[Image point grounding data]

**********

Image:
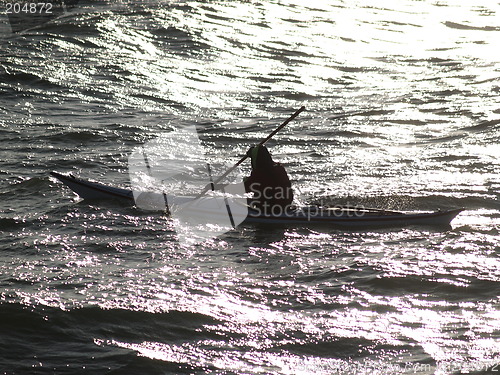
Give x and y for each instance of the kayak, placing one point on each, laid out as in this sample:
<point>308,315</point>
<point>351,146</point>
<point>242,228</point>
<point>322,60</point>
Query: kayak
<point>341,217</point>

**********

**Work required**
The copy you write must hold every record verbatim and none of the pictures.

**Response area**
Image:
Give x and y for each instance of the kayak, placing one point on each, laid out as in this sample:
<point>308,315</point>
<point>351,146</point>
<point>242,228</point>
<point>322,60</point>
Query: kayak
<point>341,217</point>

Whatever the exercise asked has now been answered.